** Spatial localization data **
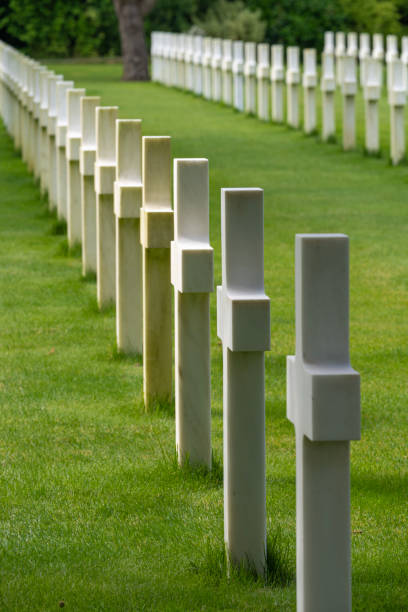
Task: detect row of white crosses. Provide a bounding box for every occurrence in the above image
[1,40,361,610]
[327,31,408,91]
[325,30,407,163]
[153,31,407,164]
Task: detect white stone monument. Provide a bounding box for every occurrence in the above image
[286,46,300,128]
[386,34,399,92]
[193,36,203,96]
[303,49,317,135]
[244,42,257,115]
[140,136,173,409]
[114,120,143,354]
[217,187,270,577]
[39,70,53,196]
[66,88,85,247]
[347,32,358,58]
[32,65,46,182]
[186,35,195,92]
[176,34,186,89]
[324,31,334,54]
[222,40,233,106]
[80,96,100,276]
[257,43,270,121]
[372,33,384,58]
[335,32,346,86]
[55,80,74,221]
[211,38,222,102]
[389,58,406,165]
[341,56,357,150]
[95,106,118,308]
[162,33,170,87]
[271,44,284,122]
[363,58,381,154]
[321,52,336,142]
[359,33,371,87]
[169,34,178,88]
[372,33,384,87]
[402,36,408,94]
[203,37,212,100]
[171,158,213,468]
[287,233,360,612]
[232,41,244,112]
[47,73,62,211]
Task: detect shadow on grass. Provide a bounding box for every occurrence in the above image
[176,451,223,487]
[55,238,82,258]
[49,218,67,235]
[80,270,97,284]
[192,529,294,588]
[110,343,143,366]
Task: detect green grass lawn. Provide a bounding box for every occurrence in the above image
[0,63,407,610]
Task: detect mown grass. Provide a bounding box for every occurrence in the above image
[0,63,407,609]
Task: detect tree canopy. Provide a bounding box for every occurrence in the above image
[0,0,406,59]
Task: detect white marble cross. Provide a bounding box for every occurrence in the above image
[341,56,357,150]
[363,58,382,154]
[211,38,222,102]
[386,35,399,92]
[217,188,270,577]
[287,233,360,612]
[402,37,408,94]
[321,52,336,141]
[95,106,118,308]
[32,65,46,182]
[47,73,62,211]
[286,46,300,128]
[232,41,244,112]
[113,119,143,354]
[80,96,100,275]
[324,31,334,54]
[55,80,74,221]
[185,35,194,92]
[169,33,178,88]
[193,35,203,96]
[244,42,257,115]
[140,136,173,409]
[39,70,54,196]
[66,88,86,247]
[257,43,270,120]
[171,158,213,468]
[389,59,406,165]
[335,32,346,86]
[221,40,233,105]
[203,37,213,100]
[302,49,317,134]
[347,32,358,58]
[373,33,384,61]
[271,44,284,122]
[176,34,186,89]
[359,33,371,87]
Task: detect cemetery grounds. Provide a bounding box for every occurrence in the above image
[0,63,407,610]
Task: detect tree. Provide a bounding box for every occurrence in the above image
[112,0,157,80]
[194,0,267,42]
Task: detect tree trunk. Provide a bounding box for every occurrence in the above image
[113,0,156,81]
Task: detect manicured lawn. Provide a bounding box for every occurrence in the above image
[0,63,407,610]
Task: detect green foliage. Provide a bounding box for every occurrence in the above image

** EXERCISE DIRECTIONS **
Please give the data again in full, exactly as written, but without any images.

** REPLY TO THE TASK **
Task: detect row of white crosses. Provide a bounding box for every occurrence in the above image
[1,40,361,610]
[327,31,408,91]
[325,30,407,163]
[153,31,407,164]
Task: detect white stone monument. Provide a bounding box for every occurrence in the above image
[286,46,300,128]
[386,34,399,92]
[193,36,203,96]
[303,49,317,135]
[244,42,257,115]
[140,136,173,409]
[114,120,143,354]
[217,187,270,577]
[39,70,53,196]
[66,88,85,247]
[347,32,358,58]
[32,65,46,182]
[186,35,195,92]
[176,34,186,89]
[324,31,334,54]
[222,40,233,106]
[80,96,100,276]
[257,43,270,121]
[372,33,384,58]
[335,32,346,86]
[55,80,74,221]
[211,38,222,102]
[389,58,406,165]
[341,56,357,150]
[95,106,118,308]
[162,33,170,87]
[271,44,284,122]
[363,58,381,154]
[321,52,336,142]
[359,33,371,87]
[169,34,178,88]
[372,33,384,87]
[402,36,408,94]
[203,37,212,100]
[171,158,213,468]
[287,233,360,612]
[232,41,244,112]
[47,73,62,211]
Task: detect shadow on grass. Provide a bounding box for every occurrence in the above image
[176,451,223,487]
[55,238,82,258]
[49,218,67,235]
[80,270,97,284]
[192,529,294,588]
[110,343,143,366]
Task: detect green grass lawn. Provide a bounding box for every occurrence in the above image
[0,63,407,610]
Task: detect mown grass. Provide a bounding box for every occurrence in the above image
[0,63,407,609]
Task: detect tree canopy. Provide a bounding box for every occurrence in the above image
[0,0,406,59]
Task: detect white marble cross. Provide a bounding box for every occurrence in the above image
[341,56,357,150]
[363,58,382,154]
[211,38,222,102]
[386,35,399,92]
[217,188,270,577]
[287,233,360,612]
[402,37,408,94]
[321,52,336,141]
[95,106,118,308]
[32,65,46,182]
[47,73,62,211]
[286,46,300,128]
[232,41,244,112]
[113,119,143,354]
[80,96,100,275]
[324,31,334,54]
[55,80,74,221]
[185,35,194,92]
[169,33,178,88]
[193,35,203,96]
[244,42,257,115]
[140,136,173,409]
[39,70,54,196]
[66,88,86,247]
[257,43,270,120]
[171,158,213,468]
[389,59,406,165]
[335,32,346,86]
[221,40,233,105]
[203,37,213,100]
[302,49,317,134]
[347,32,358,58]
[373,33,384,61]
[271,44,284,122]
[176,34,186,89]
[359,33,371,87]
Task: detect cemetery grounds. Provide a bounding box for every occurrence in the above image
[0,63,407,610]
Task: detect tree. Provide a bounding box for every occurrence in the above image
[112,0,157,80]
[194,0,267,42]
Task: detect tree trunk. Provide a bounding box for every occurrence in the above image
[113,0,156,81]
Task: detect manicured lawn. Provide a bounding box for every occurrence in the above image
[0,63,407,610]
Task: detect green foliage. Provide a bounding box for every occurrence in the above image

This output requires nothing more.